### TASK GOAL
Output verbatim the line with "Identify one point on each instance of the sky" together with every line beneath it, ending at the last line of the entries.

### Items listed in a dataset
::::::::

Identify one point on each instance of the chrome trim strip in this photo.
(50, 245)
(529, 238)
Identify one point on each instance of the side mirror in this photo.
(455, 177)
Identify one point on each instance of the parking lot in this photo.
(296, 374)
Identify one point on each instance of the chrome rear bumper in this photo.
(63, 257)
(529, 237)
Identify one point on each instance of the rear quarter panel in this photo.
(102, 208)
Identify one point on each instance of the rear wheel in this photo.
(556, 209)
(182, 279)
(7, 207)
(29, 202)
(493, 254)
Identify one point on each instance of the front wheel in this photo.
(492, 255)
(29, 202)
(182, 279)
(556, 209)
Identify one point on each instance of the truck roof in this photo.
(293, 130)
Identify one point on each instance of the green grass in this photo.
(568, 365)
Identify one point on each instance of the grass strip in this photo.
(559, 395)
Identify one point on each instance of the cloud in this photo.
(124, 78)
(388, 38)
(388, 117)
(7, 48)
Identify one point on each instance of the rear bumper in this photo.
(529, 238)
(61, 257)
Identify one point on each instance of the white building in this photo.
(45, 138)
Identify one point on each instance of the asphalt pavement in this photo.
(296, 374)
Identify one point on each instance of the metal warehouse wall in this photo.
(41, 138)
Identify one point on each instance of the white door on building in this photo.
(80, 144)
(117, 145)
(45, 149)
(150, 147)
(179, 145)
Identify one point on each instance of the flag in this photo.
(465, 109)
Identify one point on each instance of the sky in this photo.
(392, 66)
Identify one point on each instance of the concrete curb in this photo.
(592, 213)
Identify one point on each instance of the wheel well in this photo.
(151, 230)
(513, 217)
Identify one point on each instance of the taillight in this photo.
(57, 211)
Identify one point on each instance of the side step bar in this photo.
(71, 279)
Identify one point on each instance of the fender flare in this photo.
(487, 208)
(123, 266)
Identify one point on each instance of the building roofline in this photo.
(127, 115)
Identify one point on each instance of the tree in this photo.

::::::::

### YOUR SOLUTION
Identify one point on each instance of the sky in this photo.
(392, 66)
Identify one point on each instance of the concrete curb in this photo.
(592, 213)
Identify one point on each instance of the wheel well in this photo.
(151, 230)
(513, 217)
Identify one point on each instance of the taillight in this photo.
(57, 211)
Identify one point on each instance of the side step bar in this photo.
(71, 279)
Identify one point on each instance of the fender flare in this photo.
(487, 208)
(123, 266)
Identify one point on each instance of the building roofline in this photo.
(127, 115)
Identify one point on each instance of the tree in this photo.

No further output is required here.